*Study questions*:
**1.** Reproduce the portion of the passage on writer's block below, starting with "Time of onset: if" and going on through "new performance demand.".
**2.** Write the next part of the passage on writer's block below, picking up after its final sentence.

*** Opening of Selected extract ***

Well, here's some diagnostic and therapeutic help. No guarantees--you may have come up with an entirely new form of writing trouble--but others have found the following ideas useful.
First, the taxonomy of "can't write". I like to divide the problem up by time of onset (in the writer's career and in the particular project), duration, and symptoms. This produces three main diagnoses, only one of which is true "writer's block." I call them Novice Nerves, Stuckness, and Block. Each has a characteristic pattern, and each responds best to different treatment.
Time of onset: if you are just beginning to write seriously (with intent to finish a novel, or to get published), your inability to write is not "block", but a condition I call Novice Nerves. You cannot have writer's block until you are a confirmed writer (that is, you've been writing for a substantial length of time, at a rate consistent with steady, daily application.) If you're a confirmed writer who has just changed the kind of writing you're doing (from short stories to novels, or vice versa; from one genre to another; from on-spec to on-assignment), your difficulty is very likely Novice Nerves in relation to your new performance demand.
Novice Nerves is characterized by an inability to start a project (can't get a thing on paper in spite of wonderful ideas in the head), and by intrusive concerns about your talent, your reputation, your future reviews, your future sales--in fact, by intrusive ideas about everything but the story at hand. (Intrusive concerns about the story itself are characteristic of another form of writing difficulty.) Experienced writers who have changed writing areas know that the only cure for novice nerves is the writing itself, with a firm yank of the mental leash whenever the thought of readers, publishers, reviewers, friends, or parents intrudes. Exercises normally proposed for breaking writer's block may help, but may also allow you to evade the project. Occasionally, working two projects at once can help with Novice Nerves, since you can displace the anxiety about Project A to the times you're working on Project B, and vice versa.
If the onset of a writing problem occurs while you are well into a project (say, eight chapters into your new novel) Novice Nerves is unlikely to be the problem. If your intrusive thoughts about the problem center on the project itself ("How am I going to deal with the family reunion from Pete's viewpoint? If I change viewpoints, it will suck the tension out. ") then it is certainly not Novice Nerves. What's happened? You've run into the part of writing which is not fun--into the hard work of writing. I call this "being stuck" and other writers may call it "getting lost" or "being off-track."

*** Close of Selected extract ***
*** Opening of Data under study ***

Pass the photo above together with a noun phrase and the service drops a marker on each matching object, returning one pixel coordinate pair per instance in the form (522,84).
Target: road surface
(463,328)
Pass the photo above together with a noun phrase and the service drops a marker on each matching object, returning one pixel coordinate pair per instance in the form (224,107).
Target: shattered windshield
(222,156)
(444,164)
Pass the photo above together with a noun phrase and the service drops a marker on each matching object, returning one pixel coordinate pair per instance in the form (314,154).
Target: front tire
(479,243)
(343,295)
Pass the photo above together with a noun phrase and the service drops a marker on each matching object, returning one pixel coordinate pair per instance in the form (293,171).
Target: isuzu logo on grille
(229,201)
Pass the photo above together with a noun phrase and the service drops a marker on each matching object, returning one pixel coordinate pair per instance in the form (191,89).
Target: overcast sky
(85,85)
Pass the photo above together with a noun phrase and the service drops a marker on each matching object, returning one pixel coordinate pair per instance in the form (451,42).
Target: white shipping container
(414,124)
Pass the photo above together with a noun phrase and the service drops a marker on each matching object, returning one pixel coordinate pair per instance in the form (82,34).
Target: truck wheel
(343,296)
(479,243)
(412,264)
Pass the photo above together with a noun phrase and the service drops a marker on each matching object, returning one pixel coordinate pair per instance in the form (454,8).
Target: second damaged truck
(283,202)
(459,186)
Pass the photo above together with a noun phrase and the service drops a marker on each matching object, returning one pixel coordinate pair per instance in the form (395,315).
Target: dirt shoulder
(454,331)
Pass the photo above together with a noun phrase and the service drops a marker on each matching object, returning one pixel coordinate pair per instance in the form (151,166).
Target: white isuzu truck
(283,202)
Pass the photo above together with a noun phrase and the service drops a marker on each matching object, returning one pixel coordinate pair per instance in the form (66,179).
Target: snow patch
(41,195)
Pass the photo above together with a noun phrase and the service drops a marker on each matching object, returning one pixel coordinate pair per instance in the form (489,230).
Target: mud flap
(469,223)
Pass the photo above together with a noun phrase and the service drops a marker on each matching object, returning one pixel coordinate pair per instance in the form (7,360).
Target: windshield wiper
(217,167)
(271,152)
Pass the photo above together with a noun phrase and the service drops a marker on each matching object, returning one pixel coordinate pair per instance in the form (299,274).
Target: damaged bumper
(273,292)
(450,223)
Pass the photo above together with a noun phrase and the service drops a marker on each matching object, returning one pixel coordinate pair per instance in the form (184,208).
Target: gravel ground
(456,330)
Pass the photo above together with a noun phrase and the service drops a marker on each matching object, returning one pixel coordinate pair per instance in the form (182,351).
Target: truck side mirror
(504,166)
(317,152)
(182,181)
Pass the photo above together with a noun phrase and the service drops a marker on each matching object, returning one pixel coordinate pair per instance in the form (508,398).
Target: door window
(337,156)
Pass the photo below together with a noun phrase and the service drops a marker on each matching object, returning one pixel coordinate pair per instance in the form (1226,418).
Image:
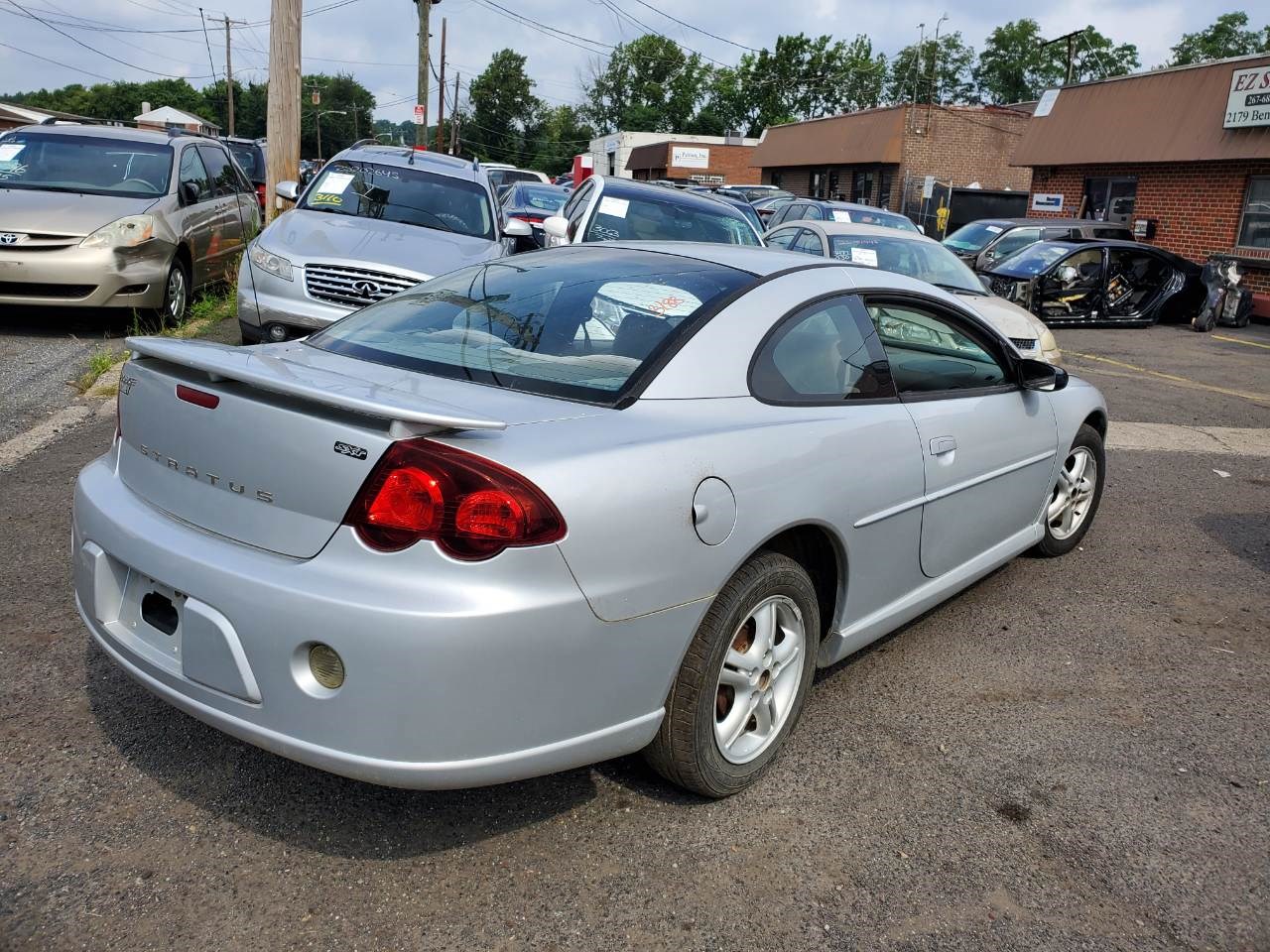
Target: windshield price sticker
(615,207)
(336,182)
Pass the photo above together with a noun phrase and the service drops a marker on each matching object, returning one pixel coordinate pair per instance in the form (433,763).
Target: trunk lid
(293,435)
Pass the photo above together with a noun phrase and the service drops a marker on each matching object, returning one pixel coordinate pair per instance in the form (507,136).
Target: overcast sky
(376,39)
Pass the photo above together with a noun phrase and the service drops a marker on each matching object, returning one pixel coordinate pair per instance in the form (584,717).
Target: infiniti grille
(352,287)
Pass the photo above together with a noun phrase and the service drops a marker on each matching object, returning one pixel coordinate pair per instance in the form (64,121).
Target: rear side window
(579,324)
(826,353)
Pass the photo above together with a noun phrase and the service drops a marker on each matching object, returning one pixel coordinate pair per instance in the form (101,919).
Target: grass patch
(98,363)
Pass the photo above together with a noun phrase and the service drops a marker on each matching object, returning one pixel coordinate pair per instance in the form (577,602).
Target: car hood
(1010,318)
(307,236)
(63,212)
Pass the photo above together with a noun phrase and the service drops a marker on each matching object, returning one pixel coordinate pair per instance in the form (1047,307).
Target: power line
(93,50)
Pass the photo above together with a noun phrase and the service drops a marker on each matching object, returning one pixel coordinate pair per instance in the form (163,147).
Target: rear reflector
(198,398)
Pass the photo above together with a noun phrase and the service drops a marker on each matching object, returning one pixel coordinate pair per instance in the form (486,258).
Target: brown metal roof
(869,136)
(1167,116)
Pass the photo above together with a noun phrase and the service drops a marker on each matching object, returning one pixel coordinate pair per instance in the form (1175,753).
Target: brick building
(689,162)
(883,157)
(1182,154)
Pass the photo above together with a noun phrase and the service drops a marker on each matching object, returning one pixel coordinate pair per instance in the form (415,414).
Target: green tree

*** Close of Data under study ***

*Responses to the tasks*:
**1.**
Time of onset: if you are just beginning to write seriously (with intent to finish a novel, or to get published), your inability to write is not "block", but a condition I call Novice Nerves. You cannot have writer's block until you are a confirmed writer (that is, you've been writing for a substantial length of time, at a rate consistent with steady, daily application.) If you're a confirmed writer who has just changed the kind of writing you're doing (from short stories to novels, or vice versa; from one genre to another; from on-spec to on-assignment), your difficulty is very likely Novice Nerves in relation to your new performance demand.

**2.**
"Stuckness" has several causes, but the most important thing about it is that the story you were telling is still alive--it's just stuck. You can feel that the story is alive, that the characters are eager to move on. You, the writer, are the one with the problem. If you work at it, stuckness resolves in less than a week (for one problem--a novel may have several patches of stuckness. I usually spend the middle months of a novel stumbling from one sticky patch to another.)
Early in your writing life, the commonest cause of stuckness is your own lack of technical skill in writing. You know what needs to be said, but you can't figure out how to do it. Like a beginner trying to build a house with only a hammer and saw and a pile of lumber, you have to work harder to accomplish the same structure. Writers can't go out and buy a new writing tool--there's no store that sells a "viewpoint transition chisel" or a "flashback installation kit."
So, when you get stuck this way, you have to make your own tools--by writing through the problem. Identify what it is that you can't do, then read books in which it is done well--and then go do it. The exercises often proposed for getting past writer's block may also work because many of them actually sharpen your writer's tools. It's fine to figure out a way to work around a skill you haven't developed yet (such as the ability to handle multiple major viewpoints) as long as you keep working. Sometimes you can jump past the stuck point, and leave it to be solved later--by the time you finish the rest of the book, you may have developed the skill you need to clean up that bit.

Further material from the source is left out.